--- Required action ---
Could you set down the lines below, from the one containing "# point at: the curtain" through the final line, exactly as written?

--- Information provided ---
++++++

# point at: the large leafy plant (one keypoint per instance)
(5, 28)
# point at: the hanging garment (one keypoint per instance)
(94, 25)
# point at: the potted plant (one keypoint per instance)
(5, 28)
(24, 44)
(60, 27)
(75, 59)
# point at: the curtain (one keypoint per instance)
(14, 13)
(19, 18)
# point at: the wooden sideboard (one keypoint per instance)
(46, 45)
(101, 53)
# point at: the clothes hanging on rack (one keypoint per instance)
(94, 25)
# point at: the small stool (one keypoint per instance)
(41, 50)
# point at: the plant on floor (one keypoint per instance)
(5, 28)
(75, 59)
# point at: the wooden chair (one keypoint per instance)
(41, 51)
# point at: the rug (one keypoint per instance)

++++++

--- Exercise response ---
# point at: the curtain (one keypoint per instance)
(14, 13)
(19, 18)
# point at: the wooden sideboard (one keypoint per instance)
(46, 45)
(101, 53)
# point at: the clothes hanging on rack (one keypoint per instance)
(94, 25)
# point at: the small stool (one keypoint per instance)
(41, 50)
# point at: the plant on floor (one keypoint per instance)
(5, 28)
(75, 59)
# point at: the wooden chair (one keypoint per instance)
(41, 51)
# point at: the rug (one keypoint per instance)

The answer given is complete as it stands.